[Objective 1]:
In the stored records, replace "set one marker" with "place a single marker" and leave everything else unchanged. Start at the line containing "For every instance of the stone" and end with the line containing "[[214, 70], [286, 75]]", then output only those lines.

[Document]:
--------
Blair must know his game is over. Bush's reception in Britain
demonstrated
that; and the CIA has now announced that the Iraqi resistance is
"broad,
strong and getting stronger", with numbers estimated at 50,000.
"We could
lose this situation," says a report to the White House. The goal
now is to
"plan the endgame".
Their lying has finally become satire. Bush told David Frost that the
world
really had to change its attitude about Saddam Hussein's nuclear
weapons
because they were "very advanced". My personal favourite is
Donald
Rumsfeld's assessment. "The message," he said, "is that
there are known
knowns - there are things that we know that we know. There are
known
unknowns - that is to say, there are things that we now know we don't
know.
But there are also unknown unknowns . . . things we do not know we
don't
know. And each year we discover a few more of those unknown
unknowns."
An unprecedented gathering of senior American intelligence
officers,
diplomats and former Pentagon officials met in Washington the other
day to
say, in the words of Ray McGovern, a former CIA analyst and friend of
Bush's
father: "Now we know that no other president of the United States
has ever
lied so baldly and so often and so demonstrably . . . The presumption
now
has to be that he's lying any time that he's saying
anything."
And Blair and his foreign secretary dare to suggest that the millions
who
have rumbled the Bush gang are "fashionably anti-American".
--------
[Objective 2]:
List every person the commentary mentions by name.

[Stored records]
--------
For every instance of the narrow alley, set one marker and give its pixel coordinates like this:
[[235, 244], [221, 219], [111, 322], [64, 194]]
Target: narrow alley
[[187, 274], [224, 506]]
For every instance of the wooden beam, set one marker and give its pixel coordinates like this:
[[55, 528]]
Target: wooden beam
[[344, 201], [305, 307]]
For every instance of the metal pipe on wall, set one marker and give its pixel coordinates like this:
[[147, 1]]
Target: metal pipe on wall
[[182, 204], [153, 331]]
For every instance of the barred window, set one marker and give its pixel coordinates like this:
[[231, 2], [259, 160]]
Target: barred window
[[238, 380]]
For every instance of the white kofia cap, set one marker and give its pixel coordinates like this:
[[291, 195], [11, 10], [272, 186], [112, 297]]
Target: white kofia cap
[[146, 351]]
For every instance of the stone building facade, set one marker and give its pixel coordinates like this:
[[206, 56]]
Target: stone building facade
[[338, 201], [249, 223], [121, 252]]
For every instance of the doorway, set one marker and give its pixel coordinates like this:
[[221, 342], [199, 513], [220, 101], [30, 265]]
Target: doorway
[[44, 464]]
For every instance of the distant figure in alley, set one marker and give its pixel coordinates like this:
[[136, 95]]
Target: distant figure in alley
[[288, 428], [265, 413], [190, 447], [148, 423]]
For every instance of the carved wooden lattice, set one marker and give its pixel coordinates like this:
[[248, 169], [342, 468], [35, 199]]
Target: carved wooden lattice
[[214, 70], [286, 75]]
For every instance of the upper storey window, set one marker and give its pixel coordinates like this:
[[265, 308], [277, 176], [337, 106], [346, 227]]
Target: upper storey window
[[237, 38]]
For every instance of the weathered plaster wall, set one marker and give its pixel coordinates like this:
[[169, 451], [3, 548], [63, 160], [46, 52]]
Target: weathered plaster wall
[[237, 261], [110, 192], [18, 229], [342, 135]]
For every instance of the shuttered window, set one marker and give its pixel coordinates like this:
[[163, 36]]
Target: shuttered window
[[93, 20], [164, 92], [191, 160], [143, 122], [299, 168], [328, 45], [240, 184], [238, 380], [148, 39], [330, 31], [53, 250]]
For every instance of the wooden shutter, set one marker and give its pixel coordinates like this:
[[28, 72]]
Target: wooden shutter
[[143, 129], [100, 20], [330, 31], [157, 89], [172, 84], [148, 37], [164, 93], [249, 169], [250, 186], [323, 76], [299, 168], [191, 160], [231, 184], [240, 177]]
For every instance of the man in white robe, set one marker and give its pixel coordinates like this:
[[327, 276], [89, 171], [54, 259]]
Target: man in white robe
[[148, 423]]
--------
[Exercise answer 1]:
For every instance of the stone building facade, place a single marker and give its pixel coordinates like this:
[[206, 56]]
Target: stone building facade
[[338, 201], [249, 223], [121, 252]]
For every instance of the doorway, place a single marker and give its pixel coordinates like this:
[[221, 342], [199, 513], [220, 101], [30, 265]]
Target: doorway
[[44, 464]]
For every instance of the distant figure in alley, place a single marker and give its pixel coordinates like this:
[[136, 95]]
Target: distant figure in alley
[[288, 428], [265, 413], [190, 447], [148, 423]]
For every instance of the carved wooden lattice, place a single marker and give its pixel coordinates like this:
[[248, 169], [342, 468], [35, 199]]
Target: carved wooden lattice
[[214, 70], [286, 75]]

[Exercise answer 2]:
Blair
Bush
David Frost
Saddam Hussein
Donald Rumsfeld
Ray McGovern